Directions> Present the following entries again, word for word and in full.

Extracted records>

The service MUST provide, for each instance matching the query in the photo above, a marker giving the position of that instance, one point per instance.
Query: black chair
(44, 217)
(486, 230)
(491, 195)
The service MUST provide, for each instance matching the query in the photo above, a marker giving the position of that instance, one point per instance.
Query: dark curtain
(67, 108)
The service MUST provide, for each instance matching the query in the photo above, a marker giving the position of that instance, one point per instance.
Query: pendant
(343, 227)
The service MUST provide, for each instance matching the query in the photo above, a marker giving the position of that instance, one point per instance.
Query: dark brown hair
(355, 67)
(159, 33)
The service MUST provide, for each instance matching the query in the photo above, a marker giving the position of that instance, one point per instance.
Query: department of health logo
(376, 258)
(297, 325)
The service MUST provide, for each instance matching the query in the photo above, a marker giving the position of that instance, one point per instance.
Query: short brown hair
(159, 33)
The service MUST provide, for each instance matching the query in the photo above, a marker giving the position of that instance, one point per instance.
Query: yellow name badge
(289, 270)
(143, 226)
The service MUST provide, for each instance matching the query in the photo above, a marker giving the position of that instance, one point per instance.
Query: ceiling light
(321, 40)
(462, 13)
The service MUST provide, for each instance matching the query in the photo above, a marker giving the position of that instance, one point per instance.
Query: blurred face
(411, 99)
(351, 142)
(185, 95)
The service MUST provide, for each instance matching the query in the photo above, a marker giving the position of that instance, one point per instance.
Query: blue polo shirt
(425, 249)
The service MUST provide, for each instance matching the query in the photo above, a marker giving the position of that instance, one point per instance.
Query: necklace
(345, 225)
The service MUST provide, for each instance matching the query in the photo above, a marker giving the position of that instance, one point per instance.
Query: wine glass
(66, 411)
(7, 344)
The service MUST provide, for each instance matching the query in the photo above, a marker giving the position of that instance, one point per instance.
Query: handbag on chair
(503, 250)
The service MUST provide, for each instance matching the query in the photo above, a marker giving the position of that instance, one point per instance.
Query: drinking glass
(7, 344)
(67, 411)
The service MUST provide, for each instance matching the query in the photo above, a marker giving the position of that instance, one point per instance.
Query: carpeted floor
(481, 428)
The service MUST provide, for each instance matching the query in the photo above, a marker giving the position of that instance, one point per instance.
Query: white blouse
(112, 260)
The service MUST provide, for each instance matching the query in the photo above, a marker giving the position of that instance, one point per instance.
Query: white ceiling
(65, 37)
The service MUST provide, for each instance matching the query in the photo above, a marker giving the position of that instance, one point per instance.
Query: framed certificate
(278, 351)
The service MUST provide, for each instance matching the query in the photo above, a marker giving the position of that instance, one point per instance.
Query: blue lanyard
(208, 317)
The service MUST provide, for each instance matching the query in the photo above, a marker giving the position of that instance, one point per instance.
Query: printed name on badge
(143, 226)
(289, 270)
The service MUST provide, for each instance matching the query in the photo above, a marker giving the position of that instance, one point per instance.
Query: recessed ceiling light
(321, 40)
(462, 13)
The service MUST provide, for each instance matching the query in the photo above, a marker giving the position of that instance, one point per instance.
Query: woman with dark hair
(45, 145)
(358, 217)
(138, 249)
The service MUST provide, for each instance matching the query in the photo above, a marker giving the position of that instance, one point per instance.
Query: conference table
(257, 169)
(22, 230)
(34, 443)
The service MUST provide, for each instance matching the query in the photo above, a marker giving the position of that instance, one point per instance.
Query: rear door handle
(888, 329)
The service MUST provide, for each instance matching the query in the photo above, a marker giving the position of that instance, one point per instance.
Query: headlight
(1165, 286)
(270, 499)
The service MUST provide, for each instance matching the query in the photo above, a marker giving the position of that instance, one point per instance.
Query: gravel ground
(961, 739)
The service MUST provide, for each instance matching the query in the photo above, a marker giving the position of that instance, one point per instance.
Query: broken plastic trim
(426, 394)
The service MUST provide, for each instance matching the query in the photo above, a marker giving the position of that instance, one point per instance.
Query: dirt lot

Problem solution>
The service MUST provide, for each instance matching the query in the photo above, a marker giving the position of that instance, one point per instance.
Query: black chair
(44, 217)
(486, 230)
(491, 195)
The service MUST provide, for each instance matching the query in the photo above, a marker giving the position of that instance, one point per instance.
Query: dark curtain
(67, 108)
The service MUST provide, for each instance matching the query in the photo above, a marker giving the position of that instance, one point per instance.
Query: pendant
(343, 227)
The service MUST provide, for each instance matching the query in the photo above, a marker giving the position of that instance, one point per instance.
Query: dark brown hair
(355, 67)
(159, 33)
The service MUST provide, for each instance matching the query in the photo above, a marker giving the position of that instance, one point per instance.
Query: department of health logo
(376, 258)
(297, 325)
The service MUST provide, for each instance matching the query in the photo above, a marker giving the position of that instance, one point per instance.
Query: short brown hair
(159, 33)
The service MUST provide, for each instance matching the query in the photo above, a marker giving the position of that instance, one point per instance.
Query: yellow name badge
(289, 270)
(143, 226)
The service MUST provide, for each instance matching the query in the photo above, a marker giving the position of that instance, one point per instance.
Query: ceiling light
(321, 40)
(462, 13)
The service MUST provide, for each instance matching the query in the photo above, a marker giving the position of that instance, one point per instance.
Query: blurred face
(411, 99)
(351, 142)
(185, 95)
The service MUST provide, for each instance matching the query in the photo above, a marker giving the position of that instance, one point per instance.
Query: blue polo shirt
(425, 249)
The service MUST provide, for each instance matching the query in the photo above, a marker giving the position of that instance, one point per instance.
Query: necklace
(345, 225)
The service MUST provide, for each instance matching the query in the photo above, a marker giving the position of that instance, one point per instance.
Query: wine glass
(66, 411)
(7, 344)
The service MUST provide, for each instance matching the query in the photo above, a marker giving the position of that instance, one point per instance.
Query: handbag on chair
(503, 250)
The service MUST provide, for each instance matching the query in the photo above, a marker giving the position of that instance, one point per instance.
Query: drinking glass
(7, 344)
(67, 411)
The service MUST provide, for each instance matching the query in the photo above, a marker giving the position of that instance, one point per instance.
Query: carpeted floor
(481, 428)
The service MUST provide, for each instance matching the query in the photo above, a marker giving the position of that instance, one point per instance.
Query: white blouse
(112, 260)
The service MUST provide, for each instance matching the query in the photo above, a marker giving the position of that instance, one point per instance.
Query: white ceiling
(65, 37)
The service MUST provide, for each instance matching the query in the photo above, a marker giving the position of that instance, one point per instance.
Query: framed certificate
(278, 351)
The service MUST provide, for each instance matching the query in the photo above, a marker giving the position of that instance, one point per instance.
Query: blue lanyard
(208, 317)
The service MUST provide, for each instance matching the query in the photo above, a marker giving the position of that instance, one point per instance.
Query: printed name on badge
(143, 226)
(289, 270)
The service MUST provide, for each instance matching the query in the photo above, a marker giving the position of that instance, one point per instance.
Query: recessed ceiling light
(321, 40)
(462, 13)
The service MUST provide, for each instance matching the query in the photo above, a marker giving the position of that instance, one point per instance.
Query: woman with dark hair
(45, 145)
(358, 217)
(138, 249)
The service MUST provide, for each instance matching the query in the photo above, a marker giving the position of that instance, one point per instance.
Query: conference table
(257, 169)
(22, 230)
(34, 443)
The service MUST provide, for each instance matching the query in the photo above, a marker giving the position of that instance, one point per instance.
Query: rear door handle
(888, 329)
The service MUST provide, for each instance matching the query in the photo above, a marker giving the position of that instance, one point per instance.
Query: headlight
(1165, 286)
(270, 499)
The service MUST provide, for each instance matching the query in the photo above, a marker giving the position of that instance, one point per instance.
Query: gravel ground
(961, 739)
The service MUST provide, for each instance matching the query in the photo above, a marker giving the position of that instance, one point per instance.
Query: broken plastic trim
(426, 394)
The service MUST provide, for each instance matching the query in the photo above, a marker giving the position of that instance, one point per instance.
Query: dirt lot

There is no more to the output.